╭─ PAGE

Ya, I would kep the hacking on a low becuase as of recently they have been having more meetings and more and more people are giving these programs up and the only time we can figure this out is when people that reguarly use the program start getting MASS banned. Blizzard has been using thier resources(such as money to keep the programs they know how to detect now on a low)to get these programs and root out all the cheters. Just wanted to again inform(ps and if it works now pray to god that no one decompiles it and gives it to blizzard :Smile:

----------


## LightWave

lol u can always make your own speeder just decompile this one and change most of the coding lmao or just do some tweaks to your processor lmao but ya i never use hacks just bots lmao

----------


## Örpheus

Great post, +rep! :Big Grin:

----------


## Aegus

was gonna test it out and i got this....

╰─

Name every user whose name appears as a heading over a post in the forum thread on game hacking above. The material is separate from the forum thread on game hacking and has no connection to it.

╭─ COLLECTED MATERIAL

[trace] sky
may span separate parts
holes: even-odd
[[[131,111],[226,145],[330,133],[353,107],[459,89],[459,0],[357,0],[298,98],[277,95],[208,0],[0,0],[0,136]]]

╰─

- **SOLUTION TO THE PROBLEM**:
LightWave, Örpheus, Aegus